指示
- A) ワゴン型バスの記事を、「加えて、2023年12月に京」から「運行される形に変わりました。」までひと続きに、一字も変えずに書き写してください。
- B) ワゴン型バスの記事の続きを、最後の文のあとから書いてください。

記事
廃止が相次ぐ門真のバス路線、空白域は「ワゴン型バス」が担う

門真市が運行するワゴン型バス(門真団地、2025年6月)
再開発

門真南駅門真団地間などを走る門真市の「ワゴン型バス」が今年2025(令和7)年7月1日から運行ルートを拡充し、路線バスの空白域を埋める経路に変わります。

この交通機関は「門真南ルートワゴン型バス社会実験運行」という名で、市が8人乗りのワゴン車を使って2023(令和5)年9月から3年間の予定で始めた“公営ミニ路線バス”。

2025年6月30日までは「門真南駅門真団地~市民プラザ~北島変電所~第二中学校前~沖小学校西~門真沖町郵便局前」というルートで6.5往復を運行し、主に舟田町・沖町や門真団地などと門真南駅を結ぶ役割を担っています。

ワゴン型バスの2025年6月30日までの時刻表(門真市公式サイトより)

ただ、同ワゴンバスでは市役所へ直接行けないことや、駅では買物スポットの多くない門真南駅しかアクセスできないことから、経由地を増やすよう要望が上がっていました。

加えて、2023年12月に京阪バスのダイヤ改正で経由便の無くなった八尾枚方線(府道21号線)沿いにある「四宮住宅前」や「岸和田」、「下馬伏」の各バス停付近を通る公共交通機関の整備も求められていました。

こうした声に応えた結果、7月1日からは四宮・打越・沖町・一番(国道163号線)経由で「門真南駅門真団地~(島頭・ローソン前・四宮公園・四宮住宅前・岸和田・下馬伏・門真車庫前を巡回)~門真団地~市民プラザ前門真市役所門真市駅ららぽーと門真」を結ぶルートに拡充。「ガラスケ」号という愛称も新たに付けられています。

ワゴン型バスの2025年6月30日までのルート(画像上)と7月1日以降のルート(画像下)、路線バスの空白域を中心に大きく拡充されることになる(広報「かどま」令和7年6月号などより)

門真南駅を基準に見ると1日5往復(門真団地までの区間運転1往復含む)、門真団地でも同様に1日5往復(門真南駅行または門真市駅方面行)が毎日運行される形に変わりました。

ワゴン型バス「ガラスケ」号の2025年7月1日からの時刻表(広報「かどま」令和7年6月号より)

行の一覧
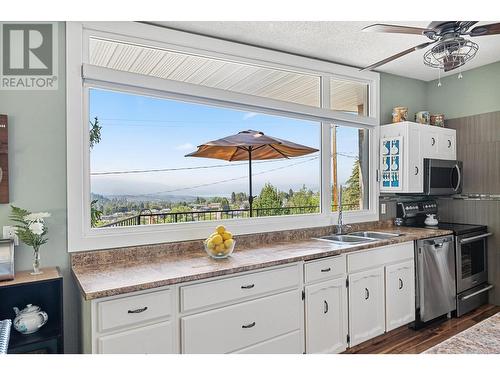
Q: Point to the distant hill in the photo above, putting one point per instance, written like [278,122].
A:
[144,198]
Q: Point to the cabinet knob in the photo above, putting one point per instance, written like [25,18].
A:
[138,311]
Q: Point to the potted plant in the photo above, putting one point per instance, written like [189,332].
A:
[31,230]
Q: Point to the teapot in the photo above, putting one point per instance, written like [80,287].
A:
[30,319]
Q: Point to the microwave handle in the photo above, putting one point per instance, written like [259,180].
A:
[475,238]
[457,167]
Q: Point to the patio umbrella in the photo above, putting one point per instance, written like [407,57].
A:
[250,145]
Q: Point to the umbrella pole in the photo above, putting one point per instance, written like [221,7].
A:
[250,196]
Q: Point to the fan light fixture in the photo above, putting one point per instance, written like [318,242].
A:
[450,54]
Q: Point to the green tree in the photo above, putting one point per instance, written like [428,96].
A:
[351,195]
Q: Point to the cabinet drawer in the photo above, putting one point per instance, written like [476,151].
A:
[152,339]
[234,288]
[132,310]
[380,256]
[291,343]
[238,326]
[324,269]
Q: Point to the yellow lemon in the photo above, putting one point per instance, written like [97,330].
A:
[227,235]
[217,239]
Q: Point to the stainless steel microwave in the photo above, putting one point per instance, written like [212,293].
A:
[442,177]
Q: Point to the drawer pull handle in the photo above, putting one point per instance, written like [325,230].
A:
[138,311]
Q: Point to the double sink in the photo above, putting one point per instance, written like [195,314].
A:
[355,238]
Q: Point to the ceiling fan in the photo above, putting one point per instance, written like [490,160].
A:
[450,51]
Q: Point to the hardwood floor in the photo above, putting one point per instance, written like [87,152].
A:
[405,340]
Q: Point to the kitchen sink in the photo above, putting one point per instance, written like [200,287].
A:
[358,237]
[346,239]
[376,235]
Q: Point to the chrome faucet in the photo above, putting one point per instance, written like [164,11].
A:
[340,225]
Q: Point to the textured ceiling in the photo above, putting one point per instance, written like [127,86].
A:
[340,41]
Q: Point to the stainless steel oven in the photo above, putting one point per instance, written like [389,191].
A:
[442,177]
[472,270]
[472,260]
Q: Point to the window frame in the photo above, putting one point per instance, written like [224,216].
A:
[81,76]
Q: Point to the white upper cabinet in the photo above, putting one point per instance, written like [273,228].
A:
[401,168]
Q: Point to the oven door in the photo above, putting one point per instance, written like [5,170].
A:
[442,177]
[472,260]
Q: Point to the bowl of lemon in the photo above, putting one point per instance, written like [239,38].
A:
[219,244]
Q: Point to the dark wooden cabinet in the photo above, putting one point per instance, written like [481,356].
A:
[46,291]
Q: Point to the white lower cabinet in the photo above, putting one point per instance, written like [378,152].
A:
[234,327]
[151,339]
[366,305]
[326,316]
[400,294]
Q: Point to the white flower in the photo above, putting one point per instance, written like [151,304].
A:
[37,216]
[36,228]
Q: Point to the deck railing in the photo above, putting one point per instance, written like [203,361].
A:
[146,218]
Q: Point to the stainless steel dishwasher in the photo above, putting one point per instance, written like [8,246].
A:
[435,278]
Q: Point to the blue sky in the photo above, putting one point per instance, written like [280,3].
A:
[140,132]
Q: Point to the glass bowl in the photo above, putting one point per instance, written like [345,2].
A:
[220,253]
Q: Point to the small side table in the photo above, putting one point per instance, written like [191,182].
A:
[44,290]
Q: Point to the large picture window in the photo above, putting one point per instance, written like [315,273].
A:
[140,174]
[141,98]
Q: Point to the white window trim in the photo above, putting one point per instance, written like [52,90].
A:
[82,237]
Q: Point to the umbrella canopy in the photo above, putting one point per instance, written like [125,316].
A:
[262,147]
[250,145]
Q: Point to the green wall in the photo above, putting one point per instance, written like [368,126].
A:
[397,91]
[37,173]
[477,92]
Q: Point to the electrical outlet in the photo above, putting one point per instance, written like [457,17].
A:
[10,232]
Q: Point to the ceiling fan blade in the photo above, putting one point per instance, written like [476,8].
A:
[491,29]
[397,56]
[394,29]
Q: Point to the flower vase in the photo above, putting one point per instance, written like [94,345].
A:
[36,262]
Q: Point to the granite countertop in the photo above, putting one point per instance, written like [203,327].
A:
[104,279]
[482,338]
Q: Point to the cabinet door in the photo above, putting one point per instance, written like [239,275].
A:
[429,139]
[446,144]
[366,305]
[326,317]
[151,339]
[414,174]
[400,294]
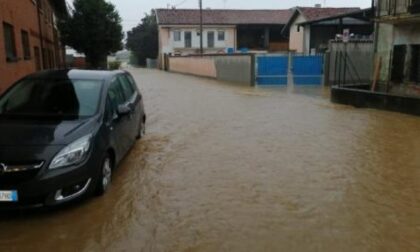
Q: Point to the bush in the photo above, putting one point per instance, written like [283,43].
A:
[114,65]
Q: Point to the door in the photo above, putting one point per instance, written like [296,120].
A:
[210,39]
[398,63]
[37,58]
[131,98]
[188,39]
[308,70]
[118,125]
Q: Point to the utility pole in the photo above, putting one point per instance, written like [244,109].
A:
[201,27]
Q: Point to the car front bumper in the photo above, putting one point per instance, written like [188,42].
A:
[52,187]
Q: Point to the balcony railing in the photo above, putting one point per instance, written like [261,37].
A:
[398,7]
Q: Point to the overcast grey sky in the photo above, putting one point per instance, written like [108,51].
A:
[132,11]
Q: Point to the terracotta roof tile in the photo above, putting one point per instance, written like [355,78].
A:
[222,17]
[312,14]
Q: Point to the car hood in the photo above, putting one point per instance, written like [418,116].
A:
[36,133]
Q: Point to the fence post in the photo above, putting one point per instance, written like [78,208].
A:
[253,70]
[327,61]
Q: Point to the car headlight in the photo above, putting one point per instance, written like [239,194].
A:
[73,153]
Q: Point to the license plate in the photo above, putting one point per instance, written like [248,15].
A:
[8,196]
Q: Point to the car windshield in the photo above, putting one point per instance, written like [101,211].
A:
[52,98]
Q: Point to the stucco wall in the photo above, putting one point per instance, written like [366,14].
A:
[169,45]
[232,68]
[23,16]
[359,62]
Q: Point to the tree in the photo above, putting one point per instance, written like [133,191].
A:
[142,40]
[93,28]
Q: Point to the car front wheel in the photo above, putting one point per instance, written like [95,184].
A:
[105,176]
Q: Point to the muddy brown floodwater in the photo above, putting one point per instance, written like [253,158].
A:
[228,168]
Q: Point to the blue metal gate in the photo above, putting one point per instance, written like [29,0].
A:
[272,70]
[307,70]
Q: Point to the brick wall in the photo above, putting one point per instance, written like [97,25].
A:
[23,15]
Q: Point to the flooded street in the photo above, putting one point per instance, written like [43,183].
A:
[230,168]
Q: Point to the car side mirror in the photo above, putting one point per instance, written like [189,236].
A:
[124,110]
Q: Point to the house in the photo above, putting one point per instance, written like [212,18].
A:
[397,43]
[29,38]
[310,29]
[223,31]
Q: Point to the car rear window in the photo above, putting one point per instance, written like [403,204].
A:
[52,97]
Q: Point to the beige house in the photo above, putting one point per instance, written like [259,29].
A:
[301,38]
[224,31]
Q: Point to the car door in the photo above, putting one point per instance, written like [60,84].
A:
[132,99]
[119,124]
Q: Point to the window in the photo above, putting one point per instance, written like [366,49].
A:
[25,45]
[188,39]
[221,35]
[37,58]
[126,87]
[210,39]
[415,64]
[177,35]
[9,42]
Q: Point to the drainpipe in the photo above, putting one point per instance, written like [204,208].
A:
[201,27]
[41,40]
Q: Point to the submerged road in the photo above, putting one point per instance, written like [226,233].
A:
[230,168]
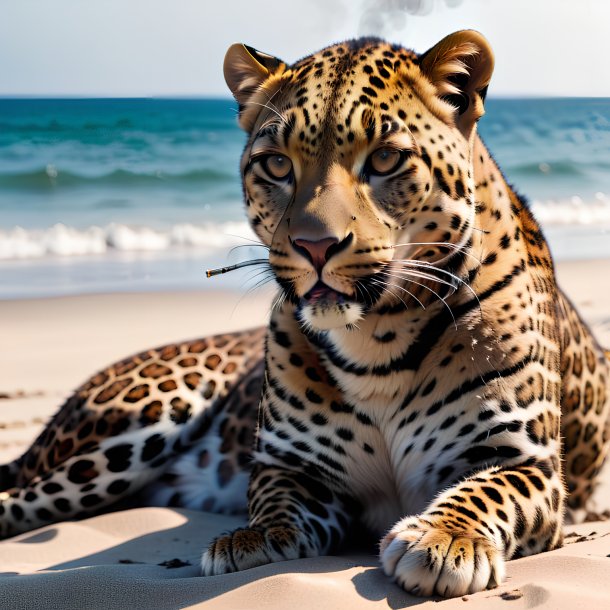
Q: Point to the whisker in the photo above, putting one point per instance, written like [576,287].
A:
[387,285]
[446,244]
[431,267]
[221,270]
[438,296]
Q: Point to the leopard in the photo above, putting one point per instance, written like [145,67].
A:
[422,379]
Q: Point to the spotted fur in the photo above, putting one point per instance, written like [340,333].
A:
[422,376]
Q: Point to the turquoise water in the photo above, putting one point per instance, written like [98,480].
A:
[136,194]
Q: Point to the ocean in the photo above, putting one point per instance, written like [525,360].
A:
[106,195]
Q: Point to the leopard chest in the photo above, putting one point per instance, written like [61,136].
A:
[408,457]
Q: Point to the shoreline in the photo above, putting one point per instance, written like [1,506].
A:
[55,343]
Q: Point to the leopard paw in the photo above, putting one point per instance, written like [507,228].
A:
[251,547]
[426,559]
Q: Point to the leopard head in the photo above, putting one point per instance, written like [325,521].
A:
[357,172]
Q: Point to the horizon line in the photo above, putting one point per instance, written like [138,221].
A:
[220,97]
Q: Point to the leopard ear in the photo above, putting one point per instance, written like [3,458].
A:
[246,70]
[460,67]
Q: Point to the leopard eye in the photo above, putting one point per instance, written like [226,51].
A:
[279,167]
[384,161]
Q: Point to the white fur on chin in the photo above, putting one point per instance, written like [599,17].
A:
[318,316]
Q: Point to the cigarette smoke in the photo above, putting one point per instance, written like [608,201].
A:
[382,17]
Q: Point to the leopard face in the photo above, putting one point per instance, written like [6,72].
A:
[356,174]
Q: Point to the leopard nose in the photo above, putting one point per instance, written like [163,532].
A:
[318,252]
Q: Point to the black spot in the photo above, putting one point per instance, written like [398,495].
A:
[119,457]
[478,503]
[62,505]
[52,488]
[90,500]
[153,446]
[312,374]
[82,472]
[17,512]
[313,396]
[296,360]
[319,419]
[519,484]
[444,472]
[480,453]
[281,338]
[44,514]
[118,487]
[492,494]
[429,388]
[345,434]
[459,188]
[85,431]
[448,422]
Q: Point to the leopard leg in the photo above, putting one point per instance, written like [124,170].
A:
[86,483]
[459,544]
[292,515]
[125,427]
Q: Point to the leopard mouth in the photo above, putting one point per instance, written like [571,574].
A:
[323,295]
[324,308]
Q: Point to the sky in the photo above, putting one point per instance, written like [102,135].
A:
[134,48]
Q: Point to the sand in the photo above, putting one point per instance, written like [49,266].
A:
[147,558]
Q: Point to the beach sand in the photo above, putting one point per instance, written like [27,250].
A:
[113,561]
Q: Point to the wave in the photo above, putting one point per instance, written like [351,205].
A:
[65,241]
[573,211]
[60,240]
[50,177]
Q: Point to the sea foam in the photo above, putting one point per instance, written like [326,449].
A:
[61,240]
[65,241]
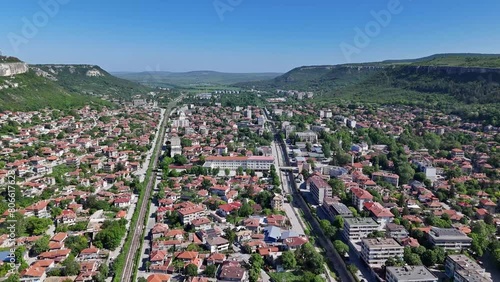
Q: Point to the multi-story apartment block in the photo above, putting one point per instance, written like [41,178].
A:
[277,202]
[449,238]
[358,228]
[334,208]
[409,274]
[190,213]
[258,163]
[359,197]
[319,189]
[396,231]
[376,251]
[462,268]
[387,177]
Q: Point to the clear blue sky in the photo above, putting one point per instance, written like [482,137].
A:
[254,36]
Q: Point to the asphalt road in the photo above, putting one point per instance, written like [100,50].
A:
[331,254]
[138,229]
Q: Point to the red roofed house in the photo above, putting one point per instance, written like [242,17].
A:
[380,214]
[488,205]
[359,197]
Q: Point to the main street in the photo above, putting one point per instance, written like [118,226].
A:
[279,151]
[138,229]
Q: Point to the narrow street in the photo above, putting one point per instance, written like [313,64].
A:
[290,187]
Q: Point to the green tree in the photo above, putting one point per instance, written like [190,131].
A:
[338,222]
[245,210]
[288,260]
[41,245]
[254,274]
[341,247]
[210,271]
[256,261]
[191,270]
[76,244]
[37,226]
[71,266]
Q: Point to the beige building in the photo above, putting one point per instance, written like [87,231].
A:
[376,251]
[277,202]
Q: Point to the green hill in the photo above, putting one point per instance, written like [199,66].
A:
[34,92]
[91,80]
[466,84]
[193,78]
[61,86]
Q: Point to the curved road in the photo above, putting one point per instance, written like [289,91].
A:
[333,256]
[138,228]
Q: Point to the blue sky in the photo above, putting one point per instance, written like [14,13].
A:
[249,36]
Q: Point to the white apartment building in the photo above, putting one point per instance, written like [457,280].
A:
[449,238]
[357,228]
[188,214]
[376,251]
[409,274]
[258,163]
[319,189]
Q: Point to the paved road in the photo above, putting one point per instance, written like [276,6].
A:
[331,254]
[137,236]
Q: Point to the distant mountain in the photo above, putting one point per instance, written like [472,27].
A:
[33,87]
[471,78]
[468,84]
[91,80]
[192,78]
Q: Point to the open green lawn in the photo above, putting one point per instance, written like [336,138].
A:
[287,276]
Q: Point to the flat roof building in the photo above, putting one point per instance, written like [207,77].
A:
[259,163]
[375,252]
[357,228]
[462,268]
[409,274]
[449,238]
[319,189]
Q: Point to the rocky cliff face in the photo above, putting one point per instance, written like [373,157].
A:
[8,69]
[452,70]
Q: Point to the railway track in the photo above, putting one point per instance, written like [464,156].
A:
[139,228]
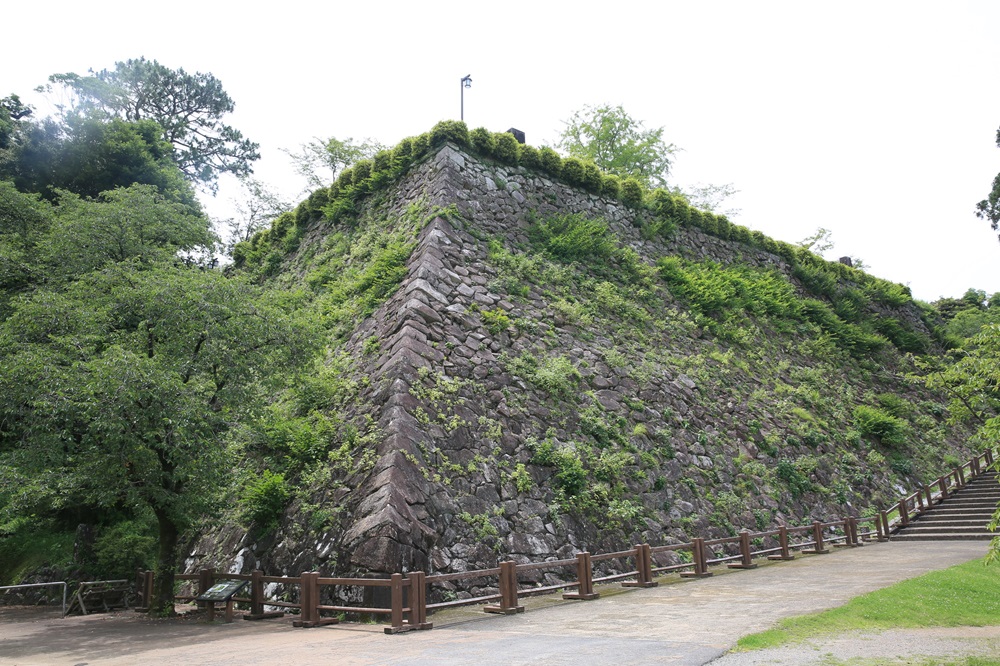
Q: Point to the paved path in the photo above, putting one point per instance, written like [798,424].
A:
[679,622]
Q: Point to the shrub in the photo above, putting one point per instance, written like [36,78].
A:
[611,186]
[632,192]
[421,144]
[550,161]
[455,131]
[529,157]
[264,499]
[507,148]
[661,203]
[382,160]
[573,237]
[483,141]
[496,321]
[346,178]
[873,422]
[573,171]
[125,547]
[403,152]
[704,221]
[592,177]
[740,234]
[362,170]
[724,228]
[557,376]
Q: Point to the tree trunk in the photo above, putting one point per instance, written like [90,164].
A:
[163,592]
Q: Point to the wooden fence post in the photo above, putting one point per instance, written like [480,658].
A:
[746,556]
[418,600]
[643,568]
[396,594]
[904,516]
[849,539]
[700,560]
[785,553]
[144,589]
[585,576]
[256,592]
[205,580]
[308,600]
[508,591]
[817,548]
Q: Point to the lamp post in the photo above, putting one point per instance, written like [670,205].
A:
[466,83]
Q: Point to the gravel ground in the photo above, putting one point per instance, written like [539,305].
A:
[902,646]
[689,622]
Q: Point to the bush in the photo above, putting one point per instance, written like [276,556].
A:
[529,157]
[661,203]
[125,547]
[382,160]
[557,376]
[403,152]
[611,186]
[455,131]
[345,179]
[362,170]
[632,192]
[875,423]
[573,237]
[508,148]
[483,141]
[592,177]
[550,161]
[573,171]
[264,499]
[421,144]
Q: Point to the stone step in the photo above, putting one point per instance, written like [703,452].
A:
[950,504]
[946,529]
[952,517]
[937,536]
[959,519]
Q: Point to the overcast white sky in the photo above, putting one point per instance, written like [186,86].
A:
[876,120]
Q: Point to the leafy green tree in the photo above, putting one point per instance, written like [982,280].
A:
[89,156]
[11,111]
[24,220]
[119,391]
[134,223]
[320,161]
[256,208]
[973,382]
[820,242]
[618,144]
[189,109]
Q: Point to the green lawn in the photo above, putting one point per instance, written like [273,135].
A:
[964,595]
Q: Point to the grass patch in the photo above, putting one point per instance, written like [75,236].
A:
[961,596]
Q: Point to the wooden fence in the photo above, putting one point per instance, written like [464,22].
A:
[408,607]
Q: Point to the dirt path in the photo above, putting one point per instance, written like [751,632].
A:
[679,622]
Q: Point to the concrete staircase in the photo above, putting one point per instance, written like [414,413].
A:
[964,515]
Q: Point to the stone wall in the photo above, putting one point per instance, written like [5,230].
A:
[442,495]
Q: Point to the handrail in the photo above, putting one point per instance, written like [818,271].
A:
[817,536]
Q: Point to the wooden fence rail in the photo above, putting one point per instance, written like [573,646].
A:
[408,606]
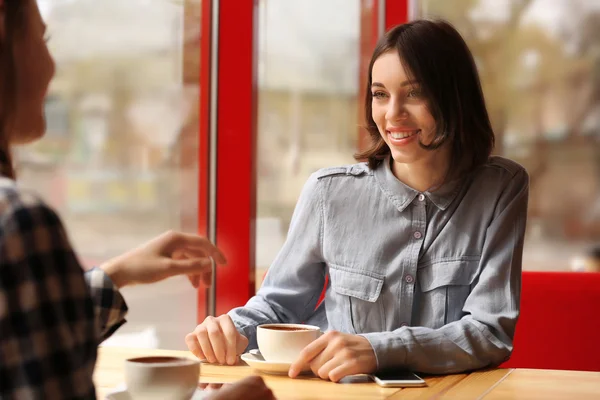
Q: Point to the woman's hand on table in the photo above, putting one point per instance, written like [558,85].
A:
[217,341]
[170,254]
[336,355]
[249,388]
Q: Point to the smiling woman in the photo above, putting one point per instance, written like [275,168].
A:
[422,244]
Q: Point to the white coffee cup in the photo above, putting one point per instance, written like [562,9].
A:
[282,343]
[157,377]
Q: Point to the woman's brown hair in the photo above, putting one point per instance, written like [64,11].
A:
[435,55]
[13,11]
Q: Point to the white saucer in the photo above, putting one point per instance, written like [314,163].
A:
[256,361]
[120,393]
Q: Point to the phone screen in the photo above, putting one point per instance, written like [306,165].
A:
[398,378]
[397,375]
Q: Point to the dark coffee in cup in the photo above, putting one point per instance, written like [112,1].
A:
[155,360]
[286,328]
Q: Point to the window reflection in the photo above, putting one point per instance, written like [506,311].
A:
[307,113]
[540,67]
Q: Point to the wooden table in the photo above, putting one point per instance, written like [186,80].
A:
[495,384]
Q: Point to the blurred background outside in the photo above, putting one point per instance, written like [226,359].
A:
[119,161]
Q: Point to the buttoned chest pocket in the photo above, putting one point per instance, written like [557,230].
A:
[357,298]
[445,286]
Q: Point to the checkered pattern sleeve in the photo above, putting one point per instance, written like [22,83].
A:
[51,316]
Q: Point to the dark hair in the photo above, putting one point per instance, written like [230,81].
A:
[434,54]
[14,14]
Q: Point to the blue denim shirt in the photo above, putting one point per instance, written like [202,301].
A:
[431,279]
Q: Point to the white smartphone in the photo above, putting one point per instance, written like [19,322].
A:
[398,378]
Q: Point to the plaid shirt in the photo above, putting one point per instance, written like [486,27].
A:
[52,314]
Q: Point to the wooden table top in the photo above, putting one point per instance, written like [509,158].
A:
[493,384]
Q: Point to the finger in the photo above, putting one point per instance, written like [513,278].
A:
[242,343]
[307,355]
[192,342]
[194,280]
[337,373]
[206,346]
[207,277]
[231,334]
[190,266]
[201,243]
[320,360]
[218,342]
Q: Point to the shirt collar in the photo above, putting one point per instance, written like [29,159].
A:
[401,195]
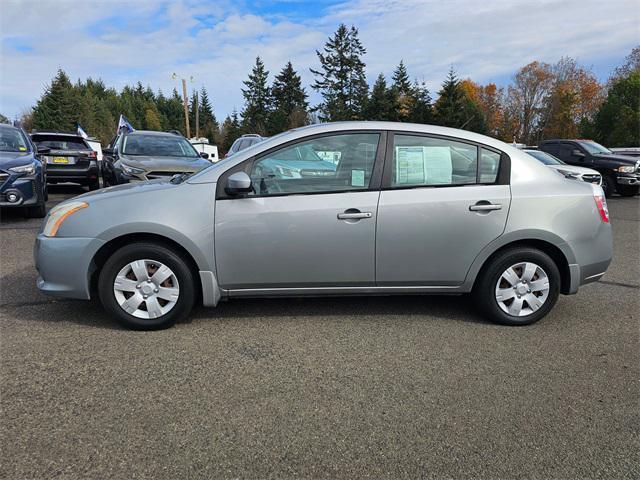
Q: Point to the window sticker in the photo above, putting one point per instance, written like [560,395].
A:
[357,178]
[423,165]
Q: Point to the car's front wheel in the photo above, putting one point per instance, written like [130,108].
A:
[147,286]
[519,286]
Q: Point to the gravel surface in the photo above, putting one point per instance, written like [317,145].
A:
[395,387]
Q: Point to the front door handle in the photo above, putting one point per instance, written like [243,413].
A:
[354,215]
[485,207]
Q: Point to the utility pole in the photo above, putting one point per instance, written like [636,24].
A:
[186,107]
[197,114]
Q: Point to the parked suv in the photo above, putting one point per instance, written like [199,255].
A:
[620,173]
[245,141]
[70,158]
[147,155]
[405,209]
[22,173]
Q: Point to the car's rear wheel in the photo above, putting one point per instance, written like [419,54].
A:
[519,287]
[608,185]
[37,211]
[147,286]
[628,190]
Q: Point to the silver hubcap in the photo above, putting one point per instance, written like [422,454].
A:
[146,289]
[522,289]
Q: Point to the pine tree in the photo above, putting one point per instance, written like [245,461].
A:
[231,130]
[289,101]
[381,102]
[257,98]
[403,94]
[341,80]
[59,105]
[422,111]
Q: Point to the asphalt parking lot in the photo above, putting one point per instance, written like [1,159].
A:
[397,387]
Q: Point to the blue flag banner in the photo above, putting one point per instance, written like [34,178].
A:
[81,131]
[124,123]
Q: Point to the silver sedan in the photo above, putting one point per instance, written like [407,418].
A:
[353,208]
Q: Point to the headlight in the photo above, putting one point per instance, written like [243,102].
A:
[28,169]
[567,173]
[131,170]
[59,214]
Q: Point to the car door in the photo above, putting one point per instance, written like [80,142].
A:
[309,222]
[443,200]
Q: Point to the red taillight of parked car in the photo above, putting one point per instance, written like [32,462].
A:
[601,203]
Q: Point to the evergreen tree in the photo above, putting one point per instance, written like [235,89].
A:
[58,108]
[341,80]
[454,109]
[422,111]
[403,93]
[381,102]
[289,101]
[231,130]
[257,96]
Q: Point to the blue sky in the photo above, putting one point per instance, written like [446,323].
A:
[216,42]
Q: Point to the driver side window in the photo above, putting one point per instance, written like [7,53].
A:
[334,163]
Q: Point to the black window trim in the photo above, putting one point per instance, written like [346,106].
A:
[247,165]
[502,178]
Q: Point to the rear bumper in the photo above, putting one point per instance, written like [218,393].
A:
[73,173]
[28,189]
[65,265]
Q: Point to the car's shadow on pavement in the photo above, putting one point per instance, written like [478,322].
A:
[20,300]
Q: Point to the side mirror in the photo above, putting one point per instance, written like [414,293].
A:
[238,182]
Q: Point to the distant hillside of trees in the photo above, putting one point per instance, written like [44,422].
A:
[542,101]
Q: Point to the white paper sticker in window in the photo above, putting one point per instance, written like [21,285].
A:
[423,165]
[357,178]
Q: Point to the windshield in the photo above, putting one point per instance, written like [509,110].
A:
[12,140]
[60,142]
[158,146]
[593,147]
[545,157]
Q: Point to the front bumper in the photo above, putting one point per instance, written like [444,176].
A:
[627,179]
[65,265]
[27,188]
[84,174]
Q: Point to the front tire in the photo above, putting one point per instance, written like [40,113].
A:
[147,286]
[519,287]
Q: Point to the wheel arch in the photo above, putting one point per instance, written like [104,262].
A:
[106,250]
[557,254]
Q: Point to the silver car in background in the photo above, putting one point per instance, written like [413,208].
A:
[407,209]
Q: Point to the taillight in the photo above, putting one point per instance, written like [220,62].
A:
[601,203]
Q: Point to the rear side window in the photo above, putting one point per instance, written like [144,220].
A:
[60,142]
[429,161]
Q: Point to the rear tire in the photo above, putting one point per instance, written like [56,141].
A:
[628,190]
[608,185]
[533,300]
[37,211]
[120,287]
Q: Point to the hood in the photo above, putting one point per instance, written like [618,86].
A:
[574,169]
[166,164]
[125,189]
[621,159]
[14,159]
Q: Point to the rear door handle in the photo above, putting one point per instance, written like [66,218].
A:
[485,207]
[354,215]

各問の答え
- A)
加えて、2023年12月に京阪バスのダイヤ改正で経由便の無くなった八尾枚方線(府道21号線)沿いにある「四宮住宅前」や「岸和田」、「下馬伏」の各バス停付近を通る公共交通機関の整備も求められていました。

こうした声に応えた結果、7月1日からは四宮・打越・沖町・一番(国道163号線)経由で「門真南駅門真団地~(島頭・ローソン前・四宮公園・四宮住宅前・岸和田・下馬伏・門真車庫前を巡回)~門真団地~市民プラザ前門真市役所門真市駅ららぽーと門真」を結ぶルートに拡充。「ガラスケ」号という愛称も新たに付けられています。

ワゴン型バスの2025年6月30日までのルート(画像上)と7月1日以降のルート(画像下)、路線バスの空白域を中心に大きく拡充されることになる(広報「かどま」令和7年6月号などより)

門真南駅を基準に見ると1日5往復(門真団地までの区間運転1往復含む)、門真団地でも同様に1日5往復(門真南駅行または門真市駅方面行)が毎日運行される形に変わりました。

- B)
コミバス廃止を機にワゴン車化

このワゴン型バスが誕生したのは、門真市が補助金を出して京阪バスが2011(平成23)年12月から運行していたコミュニティバス路線「7・7A系統」(門真市役所~古川橋駅~保健福祉センター~古川町~沖町~南部市民センター~門真団地~三島団地前~門真南駅)が2023年3月末に廃止されたことが発端でした。

門真市のイメージキャラクター「ガラスケ」で装飾した小型バスを使い、京阪バスが運行していたコミュニティ路線「7・7A系統」は2023年3月末で廃止となった(2022年)

当初、同路線の廃止後は市が予約制の「乗合タクシー(門真市乗合タクシー社会実験運行)」(別名デマンドタクシー)を新たに設けることで、高齢者や障害者らの市内移動を担ってきました。

しかし、市議会からは、

  • 現状の乗り合いタクシーはコミュニティバスを補完できる内容ではない
  • コミュニティバスは年間6万~7万人に利用される南部地域には貴重な交通インフラで、廃止により地域の衰退につながりかねない

との理由から「南部地域の活性化を早期に進めるためにも交通インフラを早急に確保、整備するよう強く求める」と2022(令和4)年12月に決議。

市は廃止されたコミュニティバスと同様に誰でも利用可能な交通手段の確保に迫られ、廃止から半年後の2023年9月、タクシー会社に委託する形でワゴン型バスの運行を開始したものです。

3年間の“社会実験”という形で2024年3月までは無料で運行し、その後は1乗車あたり250円の運賃を設定。門真南駅と門真団地、沖町・舟田町など運行ルートが限られていることから、京阪バスなどの路線バスへ乗り継ぐ際には乗継割引(130円引き)も設けてきました。

もう行政が運行するしかない

3年前の2022年6月時点における京阪バスの門真市内を中心とした路線図、免許を維持するため1日1回だけ門真市駅へ乗り入れているような路線もあったが、多くの路線はそれなりに運行本数が確保されていた(京阪バス公式サイト内の路線図を一部加工して制作)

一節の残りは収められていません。